# PASSAGE GIVEN
....

To see the shape of dispersion and count of fragments being dispersed enable the Show Fragments check box.

After each change you make press Apply Changes to calculate warhead performance, these are shown on the graph area on the bottom of the screen.

The following graphs are available for warhead performace:

• Time (sec) versus Distance (m) for blasted fragments.
• Peak Overpressure (psi) versus Distance (m) for shock wave.
• Dynamic Pressure (psi) versus Distance (m) for shock wave.
• Fragmentation Speed (m/sec) versus Distance (m).
• Fragmentation Energy (kilo joul) versus Distance (m).
• Fragmentation Density (1/square meter) versus Distance (m).

Although the program does not check the damage criteria upon the target, it is recommended that the fragment has enough energy to damage the target, for penetrating and exploding target warheads, a minimum of 80 kj is required, so you must aim your design at this number.

To adjust fragmentation energy you can adjust the mass of fragment, and also adjust the ratio between weight of exposive material and weight of the metal shell, the higher this ratio will be the closer the speed of the fragment will be to the speed of expanding gasses thereby acheiving maximum speed and energy.

For further reading see:

http://fas.org/man/dod-101/navy/docs/es310/warheads/Warheads.htm

http://fas.org/man/dod-101/navy/docs/es310/dam_crit/dam_crit.htm

Fuse Design :

The fuse in Rocket Simulator is an electro optical proximity fuse, which fires a beam ahead of missile in an angle to missile axis, this allows the target to be detected will before it passes over the missile.

In addition, a delay between time of detection and time of explosion can be set, although a few milliseconds this delay is very important, so that the fragments narrow beam hits the target exactly as it passes over the missile.

It is also assumed that the fusing system can measure the closing speed between target and missile and adjust its fuse delay accordingly, this enables the missile to intercet targets at a wide range of closing speeds and successfully kill them with fragments from the its warhead.

You can adjust the fusing system of your missile and inspect various intercept speeds and angles using the Fuse Design screen, press the Fuse button on the missile design screen to see the following screen:

The fuse is directly linked to the warhead of your missile, it uses its killing distance, fragment speed, expansion ratio and axial length for determining the fragmentation zone that you see painted in red on this screen.

....

# EXERCISE SET
[1] For the passage on warhead and fuse design, decide whether each statement agrees with it: (a) The program checks the damage criteria upon the target. (b) Penetrating and exploding target warheads require a fragment energy of at least 80 kj. (c) The fuse in Rocket Simulator is a radar proximity fuse. Answer yes or no for each and quote the deciding words.
[2] Retype part of the passage on warhead and fuse design, beginning at the words "http://fas.org/man/dod-101/navy/docs/es310/warheads/Warheads.htm" and stopping after "the its warhead.".
[3] Continue the passage on warhead and fuse design from its final sentence.

# DATA EXCERPTS
....

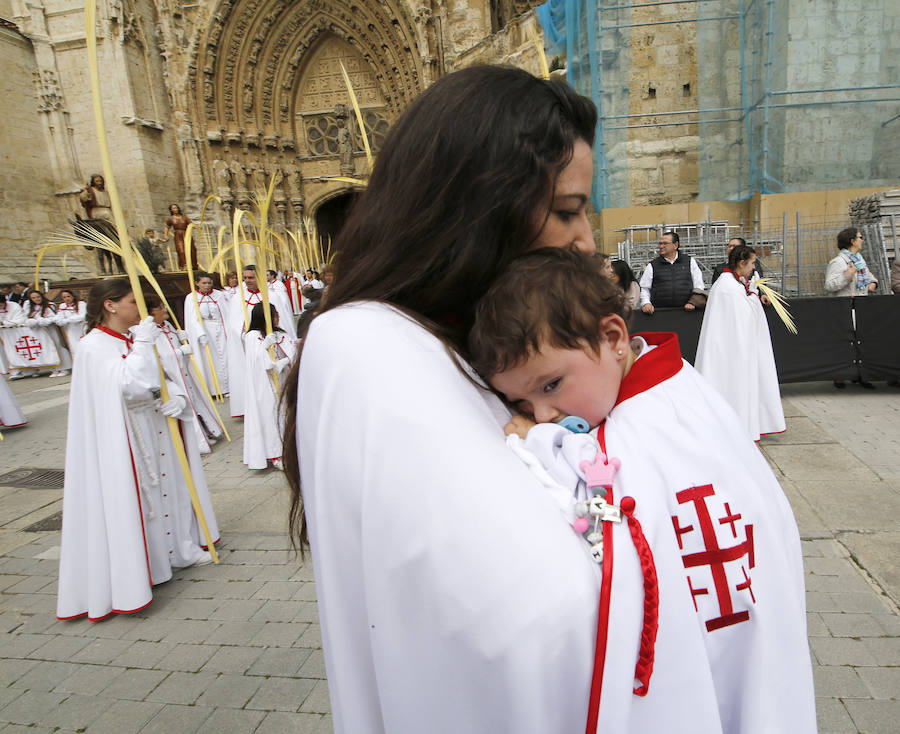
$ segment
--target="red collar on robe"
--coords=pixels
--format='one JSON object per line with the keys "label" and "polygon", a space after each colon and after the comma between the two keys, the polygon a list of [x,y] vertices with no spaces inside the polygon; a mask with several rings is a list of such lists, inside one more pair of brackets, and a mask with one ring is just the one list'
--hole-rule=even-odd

....

# RESULTS
[1]
(a) No: "the program does not check the damage criteria upon the target"
(b) Yes: "for penetrating and exploding target warheads, a minimum of 80 kj is required"
(c) No: "The fuse in Rocket Simulator is an electro optical proximity fuse"

[2]
http://fas.org/man/dod-101/navy/docs/es310/warheads/Warheads.htm

http://fas.org/man/dod-101/navy/docs/es310/dam_crit/dam_crit.htm

Fuse Design :

The fuse in Rocket Simulator is an electro optical proximity fuse, which fires a beam ahead of missile in an angle to missile axis, this allows the target to be detected will before it passes over the missile.

In addition, a delay between time of detection and time of explosion can be set, although a few milliseconds this delay is very important, so that the fragments narrow beam hits the target exactly as it passes over the missile.

It is also assumed that the fusing system can measure the closing speed between target and missile and adjust its fuse delay accordingly, this enables the missile to intercet targets at a wide range of closing speeds and successfully kill them with fragments from the its warhead.

[3]
For this reason fuse and warhead are always saved together, so when you save a fuse you also save a warhead and vise versa.

How the fuse works:

To understand the function of the fusing screen turn off the Automatic Fuse Delay, now you can see the effect of closing speed, missile speed and target speed upon the zone of tagret position and fragment position at the moment of impact.

In this image above, you see on the horizontal axis the position of your missile at the moment of target detection ( at the origin ) and at the moment of warhead detonation, since that moment the fragments travel perpendicular to the missile's flight path at the speeds detemined by the warhead.

Adjust the missile speed only using the panel on the right side of the screen, and see how the fragmentation zone gets shifted forwards, this is due to the addition of missile's axial speed to the normal speed of the fragments ( perpendicular to missile's axis ).

Also, if there is a fuse delay, the red zone is shifted forwards as the fuse delay multiplied by missile speed gives distance travelled by missile from moment of detection to moment of exploding the warhead.

Now try to change only the fuse delay to better understand this shift, as you increase the fuse delay the red zone gets shifted forward towards the target zone painted in yellow.

You can also adjust the target speed alone, and see how the yellow zone gets shifted back towards the missile, this is because the target speed multiplied by fuse delay gives distance travelled by the target towards the missile.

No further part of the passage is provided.